* Exercise task:
Pick out each line in the records below that contains the word "floor" and copy those lines. Match case exactly.

##############################

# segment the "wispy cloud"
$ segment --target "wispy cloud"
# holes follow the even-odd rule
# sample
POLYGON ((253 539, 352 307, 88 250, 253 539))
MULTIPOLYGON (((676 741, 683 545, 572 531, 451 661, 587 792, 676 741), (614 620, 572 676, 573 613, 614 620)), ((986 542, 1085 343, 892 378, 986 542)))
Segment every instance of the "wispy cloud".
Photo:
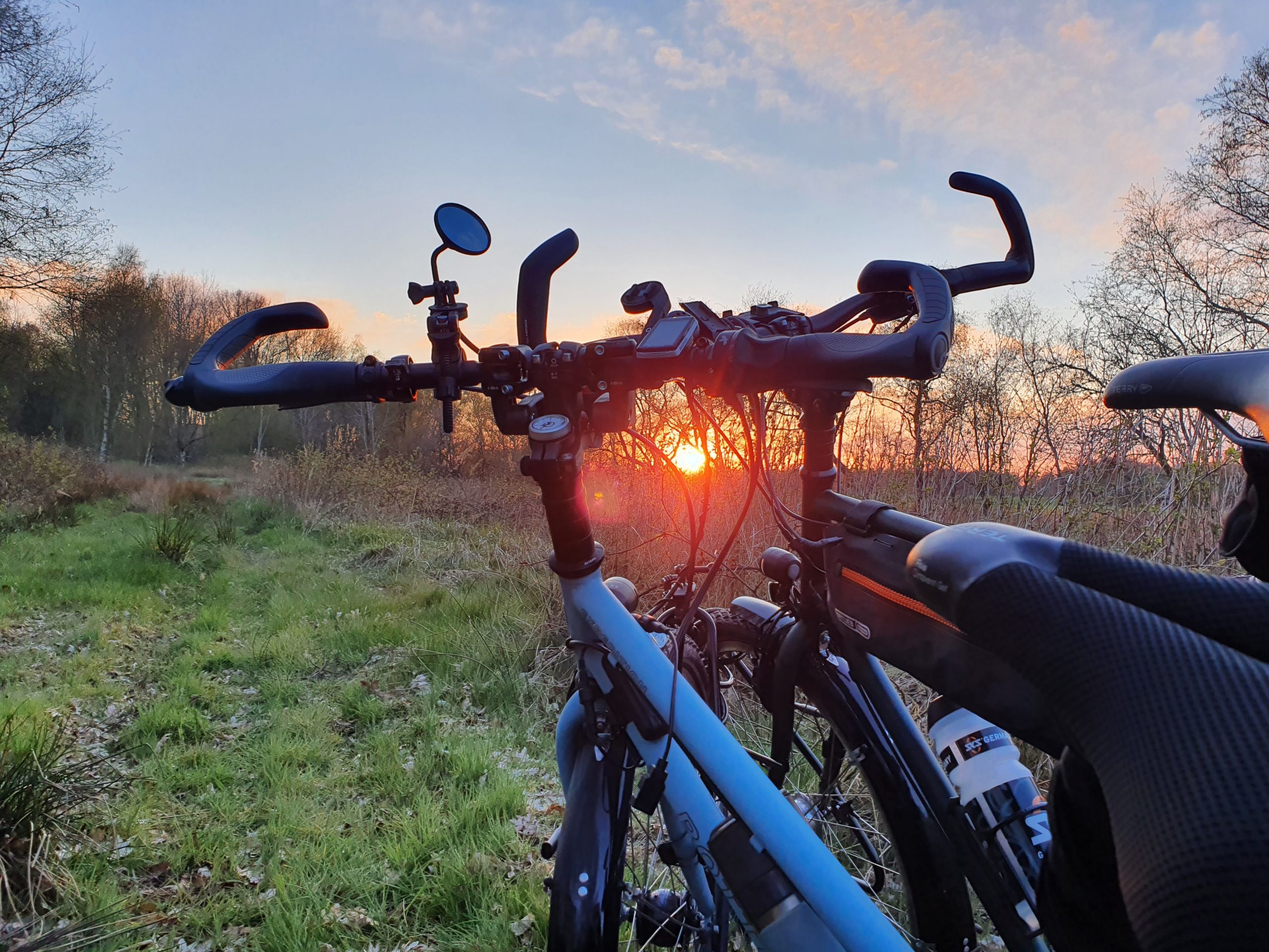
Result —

##############################

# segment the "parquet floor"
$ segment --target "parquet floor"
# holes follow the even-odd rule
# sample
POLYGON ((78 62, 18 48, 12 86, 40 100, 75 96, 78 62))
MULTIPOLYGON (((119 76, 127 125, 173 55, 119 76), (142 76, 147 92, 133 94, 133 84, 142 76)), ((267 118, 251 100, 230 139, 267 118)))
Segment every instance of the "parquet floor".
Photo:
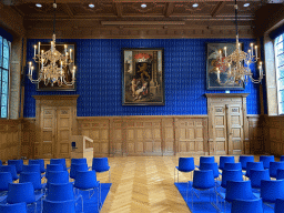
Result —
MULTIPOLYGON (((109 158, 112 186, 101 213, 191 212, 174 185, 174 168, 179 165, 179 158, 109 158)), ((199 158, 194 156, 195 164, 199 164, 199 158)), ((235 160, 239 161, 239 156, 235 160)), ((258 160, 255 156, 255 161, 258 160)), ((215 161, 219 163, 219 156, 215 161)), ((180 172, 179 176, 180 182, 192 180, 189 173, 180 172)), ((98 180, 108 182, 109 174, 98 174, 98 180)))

##############################

* Result below:
# segment the "parquet floor"
$ segment --target "parquet floor"
Segment every instance of the "parquet floor".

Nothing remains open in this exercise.